§ Task brief:
Write each line word for word, from the line that contains "Where can you see the shimenawa" through the last line of the material below.

Coordinate annotation entries:

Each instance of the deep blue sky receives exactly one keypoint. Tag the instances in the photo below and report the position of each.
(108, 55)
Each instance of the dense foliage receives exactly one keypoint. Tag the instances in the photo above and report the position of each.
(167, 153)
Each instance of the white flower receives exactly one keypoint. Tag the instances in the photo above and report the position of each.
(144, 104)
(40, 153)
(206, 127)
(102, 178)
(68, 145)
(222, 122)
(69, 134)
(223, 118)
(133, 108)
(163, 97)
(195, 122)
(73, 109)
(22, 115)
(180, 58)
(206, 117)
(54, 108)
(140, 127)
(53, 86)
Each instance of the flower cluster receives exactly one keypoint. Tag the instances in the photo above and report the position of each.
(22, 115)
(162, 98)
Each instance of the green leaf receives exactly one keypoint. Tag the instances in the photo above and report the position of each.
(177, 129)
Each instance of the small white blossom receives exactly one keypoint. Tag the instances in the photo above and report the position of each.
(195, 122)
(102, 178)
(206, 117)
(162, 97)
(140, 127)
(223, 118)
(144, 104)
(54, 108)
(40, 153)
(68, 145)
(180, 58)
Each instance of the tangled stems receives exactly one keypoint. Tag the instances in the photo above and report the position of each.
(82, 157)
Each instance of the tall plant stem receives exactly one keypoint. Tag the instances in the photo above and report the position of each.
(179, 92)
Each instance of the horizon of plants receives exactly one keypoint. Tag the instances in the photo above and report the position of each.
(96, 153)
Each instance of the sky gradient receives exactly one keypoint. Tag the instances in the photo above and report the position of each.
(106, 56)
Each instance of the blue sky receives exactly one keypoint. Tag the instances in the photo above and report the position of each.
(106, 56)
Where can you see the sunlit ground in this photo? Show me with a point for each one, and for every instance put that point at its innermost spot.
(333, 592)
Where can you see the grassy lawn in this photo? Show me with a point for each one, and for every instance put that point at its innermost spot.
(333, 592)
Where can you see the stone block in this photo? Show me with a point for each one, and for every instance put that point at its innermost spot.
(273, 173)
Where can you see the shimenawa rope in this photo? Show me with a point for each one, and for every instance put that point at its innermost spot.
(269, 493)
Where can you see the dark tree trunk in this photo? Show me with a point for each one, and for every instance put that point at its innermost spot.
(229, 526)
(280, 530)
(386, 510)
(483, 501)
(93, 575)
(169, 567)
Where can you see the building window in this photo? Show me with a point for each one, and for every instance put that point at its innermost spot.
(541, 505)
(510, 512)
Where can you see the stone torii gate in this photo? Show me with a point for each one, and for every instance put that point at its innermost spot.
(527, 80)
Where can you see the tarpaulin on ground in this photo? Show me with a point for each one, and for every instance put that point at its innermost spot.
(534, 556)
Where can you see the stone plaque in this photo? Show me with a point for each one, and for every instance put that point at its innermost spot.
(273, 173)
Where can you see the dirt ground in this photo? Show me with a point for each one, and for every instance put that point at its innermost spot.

§ Result of the task:
Where can you see the shimenawa rope in this photo? Show me with a point for each one, and for every instance put that point at its innermost spot.
(269, 493)
Where can you see the dark tree trunk in this photo? Show me with a point for each one, and for every instance put that point at its innermost spot.
(229, 526)
(280, 530)
(386, 510)
(483, 501)
(93, 575)
(169, 567)
Where can you see the building window in this photo? Show me with a point for each one, and for every instance put that point at its innermost spot.
(541, 505)
(510, 512)
Where can you see the stone torii gate in this photo? Show me with a point for each one, and for every instance put that point at its innermost spot.
(527, 80)
Where can you see the tarpaulin on ground in this photo? Show me with a point for each one, and for every instance put that point at its innermost spot.
(534, 556)
Where can you see the stone plaque in this photo? Show me with a point for each one, and for every instance put that point at its innermost spot.
(273, 173)
Where can you see the dirt ground in this photo? Show me with a point for each one, and for every instance put that point at its innermost spot.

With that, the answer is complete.